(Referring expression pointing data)
----
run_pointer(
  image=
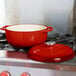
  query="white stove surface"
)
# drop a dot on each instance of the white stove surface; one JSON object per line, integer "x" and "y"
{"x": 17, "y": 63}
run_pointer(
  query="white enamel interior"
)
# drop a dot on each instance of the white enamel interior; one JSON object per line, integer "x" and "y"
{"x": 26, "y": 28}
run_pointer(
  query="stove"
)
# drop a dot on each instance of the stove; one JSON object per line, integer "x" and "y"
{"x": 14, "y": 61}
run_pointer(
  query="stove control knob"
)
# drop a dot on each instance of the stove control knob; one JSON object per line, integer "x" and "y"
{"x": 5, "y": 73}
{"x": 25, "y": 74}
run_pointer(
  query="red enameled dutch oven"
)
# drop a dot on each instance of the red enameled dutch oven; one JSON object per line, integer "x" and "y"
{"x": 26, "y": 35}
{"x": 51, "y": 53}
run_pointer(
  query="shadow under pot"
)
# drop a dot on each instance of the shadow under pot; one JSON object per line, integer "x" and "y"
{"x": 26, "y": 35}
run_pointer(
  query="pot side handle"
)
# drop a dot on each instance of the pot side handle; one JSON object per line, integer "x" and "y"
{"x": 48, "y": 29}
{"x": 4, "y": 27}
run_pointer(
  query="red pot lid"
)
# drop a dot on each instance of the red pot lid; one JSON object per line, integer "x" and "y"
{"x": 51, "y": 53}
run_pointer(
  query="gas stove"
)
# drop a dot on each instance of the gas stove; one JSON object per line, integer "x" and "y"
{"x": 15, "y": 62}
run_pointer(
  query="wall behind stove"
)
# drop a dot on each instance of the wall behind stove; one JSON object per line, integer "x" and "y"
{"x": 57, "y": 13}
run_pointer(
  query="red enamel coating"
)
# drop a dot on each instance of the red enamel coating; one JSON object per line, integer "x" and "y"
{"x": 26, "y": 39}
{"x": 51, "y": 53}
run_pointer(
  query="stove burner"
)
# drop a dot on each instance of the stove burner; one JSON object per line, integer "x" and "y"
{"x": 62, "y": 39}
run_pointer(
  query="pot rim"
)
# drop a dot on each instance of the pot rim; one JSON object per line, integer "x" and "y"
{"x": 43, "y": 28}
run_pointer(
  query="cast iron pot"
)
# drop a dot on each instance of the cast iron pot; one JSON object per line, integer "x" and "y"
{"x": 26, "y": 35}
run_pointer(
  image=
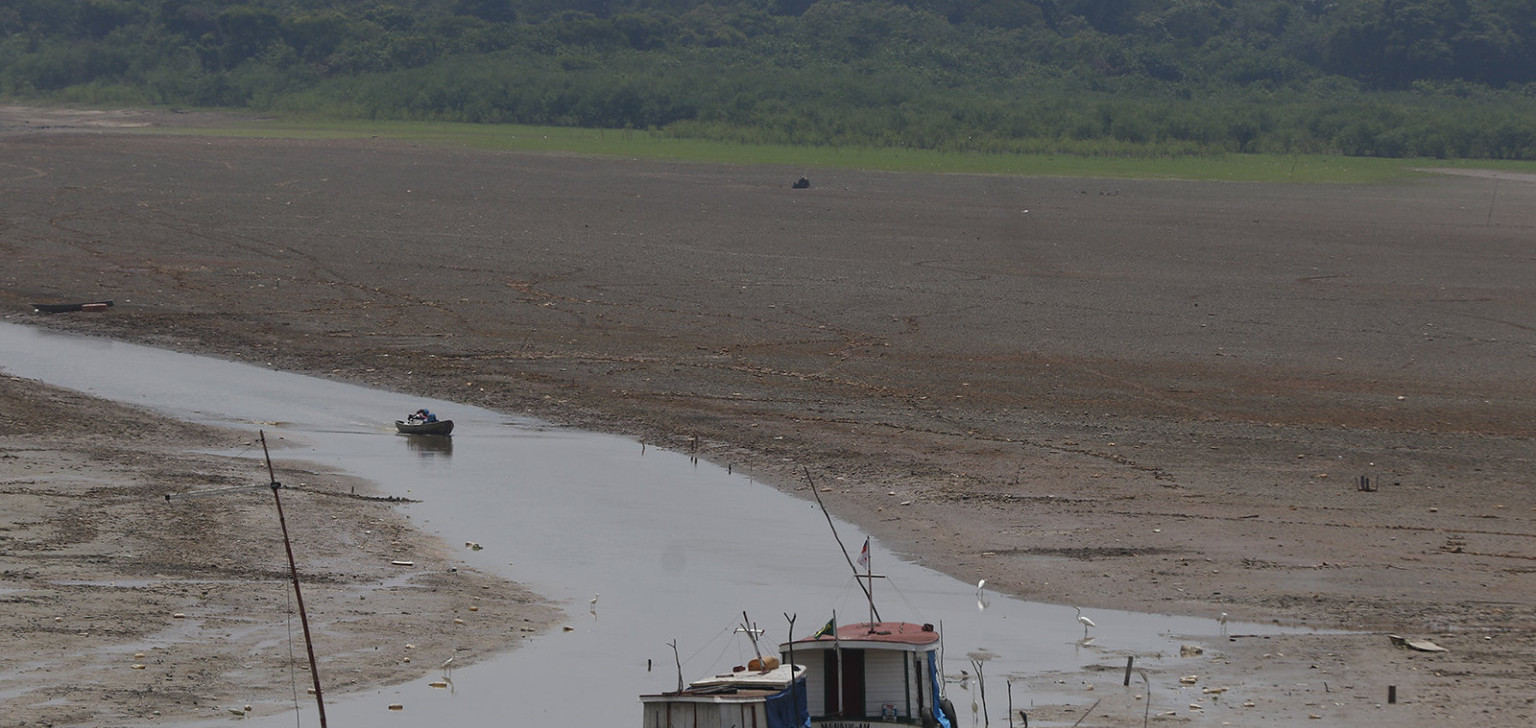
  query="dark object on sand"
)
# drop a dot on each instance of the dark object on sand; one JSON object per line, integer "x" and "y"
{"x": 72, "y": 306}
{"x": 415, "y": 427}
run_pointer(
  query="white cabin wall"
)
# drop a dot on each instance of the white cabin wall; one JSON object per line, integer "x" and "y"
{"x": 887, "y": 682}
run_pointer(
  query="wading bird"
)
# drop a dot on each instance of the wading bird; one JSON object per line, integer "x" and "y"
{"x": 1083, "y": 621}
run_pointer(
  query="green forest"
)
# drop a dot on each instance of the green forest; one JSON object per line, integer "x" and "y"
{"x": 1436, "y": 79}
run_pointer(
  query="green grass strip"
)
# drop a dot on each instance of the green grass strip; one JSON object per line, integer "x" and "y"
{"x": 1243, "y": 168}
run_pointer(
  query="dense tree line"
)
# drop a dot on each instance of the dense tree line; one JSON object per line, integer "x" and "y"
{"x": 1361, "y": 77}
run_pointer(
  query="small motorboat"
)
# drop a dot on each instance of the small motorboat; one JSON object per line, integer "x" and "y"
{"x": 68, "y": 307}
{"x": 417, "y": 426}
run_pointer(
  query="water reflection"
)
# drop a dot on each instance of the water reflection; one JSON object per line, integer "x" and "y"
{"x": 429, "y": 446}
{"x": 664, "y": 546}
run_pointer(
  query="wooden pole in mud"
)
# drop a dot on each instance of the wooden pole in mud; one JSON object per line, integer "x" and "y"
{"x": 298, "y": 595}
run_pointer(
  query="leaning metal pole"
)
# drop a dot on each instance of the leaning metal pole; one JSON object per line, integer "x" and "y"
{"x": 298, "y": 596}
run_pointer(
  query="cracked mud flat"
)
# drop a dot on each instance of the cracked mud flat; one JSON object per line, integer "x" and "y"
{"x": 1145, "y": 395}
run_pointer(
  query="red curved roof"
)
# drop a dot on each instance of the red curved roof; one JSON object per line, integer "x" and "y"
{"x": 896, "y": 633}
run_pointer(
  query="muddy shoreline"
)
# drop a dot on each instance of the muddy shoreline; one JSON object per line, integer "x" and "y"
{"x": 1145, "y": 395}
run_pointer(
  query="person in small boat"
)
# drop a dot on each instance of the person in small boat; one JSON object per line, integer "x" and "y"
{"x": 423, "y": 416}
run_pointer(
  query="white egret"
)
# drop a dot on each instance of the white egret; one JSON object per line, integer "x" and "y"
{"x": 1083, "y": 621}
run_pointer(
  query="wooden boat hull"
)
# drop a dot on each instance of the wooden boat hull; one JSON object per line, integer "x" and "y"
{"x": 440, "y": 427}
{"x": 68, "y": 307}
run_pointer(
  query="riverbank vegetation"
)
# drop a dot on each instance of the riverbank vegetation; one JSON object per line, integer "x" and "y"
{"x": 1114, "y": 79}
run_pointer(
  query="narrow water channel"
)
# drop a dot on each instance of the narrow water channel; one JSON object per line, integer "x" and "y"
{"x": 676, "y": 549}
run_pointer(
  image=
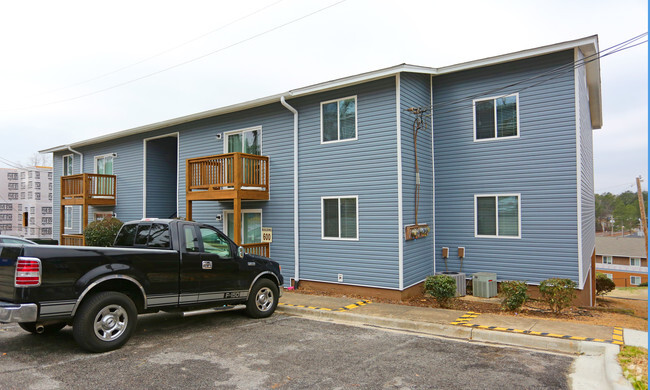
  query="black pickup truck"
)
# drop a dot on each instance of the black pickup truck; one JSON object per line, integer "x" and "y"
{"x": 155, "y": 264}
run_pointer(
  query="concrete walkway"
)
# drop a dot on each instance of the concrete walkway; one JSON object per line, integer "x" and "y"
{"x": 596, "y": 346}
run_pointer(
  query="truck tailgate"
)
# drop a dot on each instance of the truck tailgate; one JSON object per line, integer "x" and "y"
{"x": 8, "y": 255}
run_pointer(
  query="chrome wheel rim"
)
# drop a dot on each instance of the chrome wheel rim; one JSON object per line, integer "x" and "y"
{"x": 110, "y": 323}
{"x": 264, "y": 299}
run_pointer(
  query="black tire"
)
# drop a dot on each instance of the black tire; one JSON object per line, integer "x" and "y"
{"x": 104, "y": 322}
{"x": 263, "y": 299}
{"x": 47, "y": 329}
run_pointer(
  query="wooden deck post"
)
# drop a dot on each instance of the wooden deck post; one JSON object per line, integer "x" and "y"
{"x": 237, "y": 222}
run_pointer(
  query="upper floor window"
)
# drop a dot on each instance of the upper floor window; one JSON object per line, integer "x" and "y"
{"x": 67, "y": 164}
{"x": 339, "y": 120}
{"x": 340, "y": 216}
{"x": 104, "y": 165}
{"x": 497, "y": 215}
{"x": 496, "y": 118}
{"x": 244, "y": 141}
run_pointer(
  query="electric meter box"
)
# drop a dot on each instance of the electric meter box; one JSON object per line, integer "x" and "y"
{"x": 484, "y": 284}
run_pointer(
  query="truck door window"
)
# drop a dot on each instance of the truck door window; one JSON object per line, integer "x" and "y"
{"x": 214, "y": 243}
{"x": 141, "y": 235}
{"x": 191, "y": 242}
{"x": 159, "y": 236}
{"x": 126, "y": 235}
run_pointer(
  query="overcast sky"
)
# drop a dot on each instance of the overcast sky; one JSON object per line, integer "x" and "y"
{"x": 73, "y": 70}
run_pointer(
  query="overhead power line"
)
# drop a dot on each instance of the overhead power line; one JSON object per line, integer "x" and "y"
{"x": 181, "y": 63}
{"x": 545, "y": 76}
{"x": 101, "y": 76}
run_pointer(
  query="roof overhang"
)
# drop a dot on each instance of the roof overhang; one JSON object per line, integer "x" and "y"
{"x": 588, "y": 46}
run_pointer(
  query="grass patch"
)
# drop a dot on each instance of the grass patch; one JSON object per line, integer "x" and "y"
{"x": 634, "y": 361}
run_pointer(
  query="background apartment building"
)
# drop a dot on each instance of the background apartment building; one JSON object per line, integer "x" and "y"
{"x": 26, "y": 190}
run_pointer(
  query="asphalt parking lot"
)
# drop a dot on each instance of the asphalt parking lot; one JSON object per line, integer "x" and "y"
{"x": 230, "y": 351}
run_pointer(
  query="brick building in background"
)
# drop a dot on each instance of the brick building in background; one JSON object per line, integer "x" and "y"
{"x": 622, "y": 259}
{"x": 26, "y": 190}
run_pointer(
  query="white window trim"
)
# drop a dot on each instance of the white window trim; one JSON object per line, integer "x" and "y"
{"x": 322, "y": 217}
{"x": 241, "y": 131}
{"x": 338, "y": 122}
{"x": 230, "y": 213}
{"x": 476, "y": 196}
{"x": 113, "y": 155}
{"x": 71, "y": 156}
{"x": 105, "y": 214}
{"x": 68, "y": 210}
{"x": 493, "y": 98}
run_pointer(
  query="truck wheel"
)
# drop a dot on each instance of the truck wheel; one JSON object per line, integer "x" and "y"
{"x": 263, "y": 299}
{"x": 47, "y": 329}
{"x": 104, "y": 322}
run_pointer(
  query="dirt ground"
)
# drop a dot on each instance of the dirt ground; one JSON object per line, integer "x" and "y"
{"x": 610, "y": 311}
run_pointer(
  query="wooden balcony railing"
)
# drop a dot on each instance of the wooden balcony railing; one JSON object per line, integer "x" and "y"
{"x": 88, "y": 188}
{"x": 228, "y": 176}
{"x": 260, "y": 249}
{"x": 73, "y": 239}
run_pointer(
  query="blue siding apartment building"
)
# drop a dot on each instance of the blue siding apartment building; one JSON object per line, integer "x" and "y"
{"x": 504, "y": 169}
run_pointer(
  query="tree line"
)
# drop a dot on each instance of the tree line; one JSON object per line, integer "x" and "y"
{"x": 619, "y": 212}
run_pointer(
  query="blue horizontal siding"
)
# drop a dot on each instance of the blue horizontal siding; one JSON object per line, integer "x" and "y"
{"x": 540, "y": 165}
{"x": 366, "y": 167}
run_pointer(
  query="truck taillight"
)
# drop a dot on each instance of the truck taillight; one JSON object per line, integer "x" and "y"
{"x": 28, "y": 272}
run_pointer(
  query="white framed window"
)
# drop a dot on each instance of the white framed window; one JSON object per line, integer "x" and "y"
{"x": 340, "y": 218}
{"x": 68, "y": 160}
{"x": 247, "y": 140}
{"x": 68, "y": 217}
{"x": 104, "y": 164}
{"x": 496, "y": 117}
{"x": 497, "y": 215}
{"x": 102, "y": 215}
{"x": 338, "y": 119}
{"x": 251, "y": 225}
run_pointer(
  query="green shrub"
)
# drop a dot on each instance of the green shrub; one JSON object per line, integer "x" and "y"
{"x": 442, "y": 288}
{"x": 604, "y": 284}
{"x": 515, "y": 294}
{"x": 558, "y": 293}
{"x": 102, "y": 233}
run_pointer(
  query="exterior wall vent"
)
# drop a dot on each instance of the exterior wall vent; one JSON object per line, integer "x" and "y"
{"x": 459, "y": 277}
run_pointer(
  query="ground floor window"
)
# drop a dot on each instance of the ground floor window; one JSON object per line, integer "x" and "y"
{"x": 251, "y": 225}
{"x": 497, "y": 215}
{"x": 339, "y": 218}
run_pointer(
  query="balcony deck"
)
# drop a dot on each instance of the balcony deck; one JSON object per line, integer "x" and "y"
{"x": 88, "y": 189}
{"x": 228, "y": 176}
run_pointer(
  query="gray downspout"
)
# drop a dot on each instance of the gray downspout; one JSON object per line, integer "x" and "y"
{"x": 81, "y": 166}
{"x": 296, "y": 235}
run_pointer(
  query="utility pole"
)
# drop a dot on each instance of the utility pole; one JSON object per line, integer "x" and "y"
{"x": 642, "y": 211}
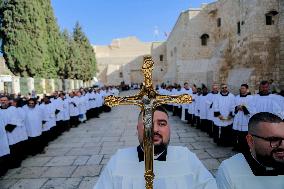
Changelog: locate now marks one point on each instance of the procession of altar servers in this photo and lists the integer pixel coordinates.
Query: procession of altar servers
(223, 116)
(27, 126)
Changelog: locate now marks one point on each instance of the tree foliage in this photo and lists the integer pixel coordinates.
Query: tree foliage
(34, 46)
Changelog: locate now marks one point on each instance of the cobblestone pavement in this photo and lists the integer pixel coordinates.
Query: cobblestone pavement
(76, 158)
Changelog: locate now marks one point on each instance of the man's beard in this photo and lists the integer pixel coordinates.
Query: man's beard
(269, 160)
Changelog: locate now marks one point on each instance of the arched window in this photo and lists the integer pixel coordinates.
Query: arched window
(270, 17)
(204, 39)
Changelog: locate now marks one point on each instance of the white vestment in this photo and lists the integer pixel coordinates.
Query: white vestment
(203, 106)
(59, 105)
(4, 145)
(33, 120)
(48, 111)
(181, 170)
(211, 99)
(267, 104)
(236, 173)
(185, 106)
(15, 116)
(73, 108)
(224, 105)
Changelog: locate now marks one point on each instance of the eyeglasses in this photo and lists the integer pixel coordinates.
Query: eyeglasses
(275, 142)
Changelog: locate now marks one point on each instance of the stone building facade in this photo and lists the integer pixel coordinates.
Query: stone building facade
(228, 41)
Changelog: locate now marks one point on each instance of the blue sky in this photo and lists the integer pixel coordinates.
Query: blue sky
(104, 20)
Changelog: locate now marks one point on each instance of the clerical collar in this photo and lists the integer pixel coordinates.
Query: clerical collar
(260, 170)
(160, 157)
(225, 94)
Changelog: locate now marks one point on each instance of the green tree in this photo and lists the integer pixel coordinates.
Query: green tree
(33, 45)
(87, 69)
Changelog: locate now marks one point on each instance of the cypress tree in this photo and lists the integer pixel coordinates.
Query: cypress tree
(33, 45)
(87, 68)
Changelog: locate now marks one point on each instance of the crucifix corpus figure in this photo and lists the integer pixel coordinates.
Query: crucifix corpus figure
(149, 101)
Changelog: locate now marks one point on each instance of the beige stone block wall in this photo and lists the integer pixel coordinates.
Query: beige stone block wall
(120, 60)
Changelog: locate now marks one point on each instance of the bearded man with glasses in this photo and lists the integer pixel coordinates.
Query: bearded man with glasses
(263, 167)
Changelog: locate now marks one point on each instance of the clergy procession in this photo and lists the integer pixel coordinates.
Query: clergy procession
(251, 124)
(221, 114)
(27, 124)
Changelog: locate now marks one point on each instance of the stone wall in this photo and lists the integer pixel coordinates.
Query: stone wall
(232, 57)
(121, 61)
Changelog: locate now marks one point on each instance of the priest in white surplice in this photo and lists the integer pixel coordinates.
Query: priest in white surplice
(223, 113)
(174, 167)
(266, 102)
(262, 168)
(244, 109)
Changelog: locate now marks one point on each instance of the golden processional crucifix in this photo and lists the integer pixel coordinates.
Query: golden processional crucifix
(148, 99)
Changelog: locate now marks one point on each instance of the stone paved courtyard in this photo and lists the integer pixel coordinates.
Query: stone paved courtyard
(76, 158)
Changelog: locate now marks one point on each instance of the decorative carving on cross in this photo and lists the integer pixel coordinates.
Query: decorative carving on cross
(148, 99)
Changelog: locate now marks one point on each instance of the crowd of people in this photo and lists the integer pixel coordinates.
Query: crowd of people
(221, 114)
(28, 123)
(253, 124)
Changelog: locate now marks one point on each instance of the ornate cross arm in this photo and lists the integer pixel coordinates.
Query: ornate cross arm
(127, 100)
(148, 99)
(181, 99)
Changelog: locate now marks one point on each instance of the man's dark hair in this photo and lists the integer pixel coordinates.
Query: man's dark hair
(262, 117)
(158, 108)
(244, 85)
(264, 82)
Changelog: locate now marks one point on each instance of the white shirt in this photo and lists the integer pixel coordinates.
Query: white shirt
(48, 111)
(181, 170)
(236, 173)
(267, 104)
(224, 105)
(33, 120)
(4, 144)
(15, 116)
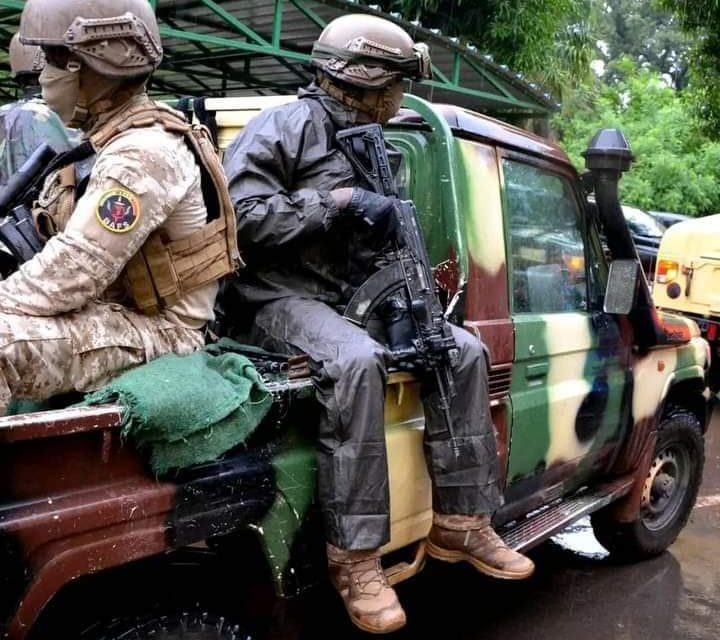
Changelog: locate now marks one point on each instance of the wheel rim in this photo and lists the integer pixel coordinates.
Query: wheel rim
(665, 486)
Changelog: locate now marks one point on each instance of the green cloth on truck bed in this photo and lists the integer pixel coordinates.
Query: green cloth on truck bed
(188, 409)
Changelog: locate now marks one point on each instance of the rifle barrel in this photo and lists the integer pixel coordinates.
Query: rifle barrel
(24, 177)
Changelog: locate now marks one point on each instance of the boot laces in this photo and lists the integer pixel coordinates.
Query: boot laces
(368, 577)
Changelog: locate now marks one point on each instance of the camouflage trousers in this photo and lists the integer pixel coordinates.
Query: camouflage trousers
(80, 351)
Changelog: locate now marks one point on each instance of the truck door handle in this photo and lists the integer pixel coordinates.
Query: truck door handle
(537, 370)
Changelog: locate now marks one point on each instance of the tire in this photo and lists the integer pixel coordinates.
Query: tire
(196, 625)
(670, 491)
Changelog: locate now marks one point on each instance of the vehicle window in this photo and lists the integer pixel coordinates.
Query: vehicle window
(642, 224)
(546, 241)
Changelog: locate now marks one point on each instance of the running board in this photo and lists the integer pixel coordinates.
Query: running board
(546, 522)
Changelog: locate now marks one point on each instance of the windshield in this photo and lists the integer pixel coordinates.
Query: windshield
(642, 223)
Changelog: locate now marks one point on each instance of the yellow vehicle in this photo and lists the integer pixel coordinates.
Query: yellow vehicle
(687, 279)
----
| Task objective |
Retype word for word the line above with "Query: green cloth on truck bed" and all lines after it, nothing else.

| Completed exercise |
Query: green cloth on truck bed
(188, 409)
Changelog: locate now marks one point on each instance of the rifle barrel in this photo and lists the integer pixel coordinates.
Query: rifle barrel
(24, 177)
Changelog: locate now marks one point on each instance of the boot laces in this photo and lists the integer pixel coordinates.
Query: boot laces
(368, 577)
Changelog: locate now marks one point on each instance of the camouflage trousers in this photo and lists the integer pixel coordinates.
Query: camouflage trousers
(80, 351)
Changelog: locate now marks one point on each instance of the truck door handle in this photo and lists the integer pixel coordinates.
Query: truck door handle
(537, 370)
Changelog: locate now marks one point on each instance of the tire in this photo and lists the integer pixel coordinates.
Query: tire
(196, 625)
(670, 491)
Changelog: locate now marks one point on each instance of the vehicle window in this photo and lists the integer pixel coordinates.
Query: vehicle window
(642, 224)
(546, 241)
Changelog: locate now marks one point on each instance of the running board in this photo and lists the integer pixel coordinates.
Query: running board
(546, 522)
Changelog: locate now marks one point on each instance of the windshield in this photo and lists the integer pixel coordinates.
Query: windshield
(642, 223)
Changelog: locate now marks one point on each instance of the yellow vehicle in this photo and lists the integer pixel coordinates.
Query: yellow vehicle
(687, 279)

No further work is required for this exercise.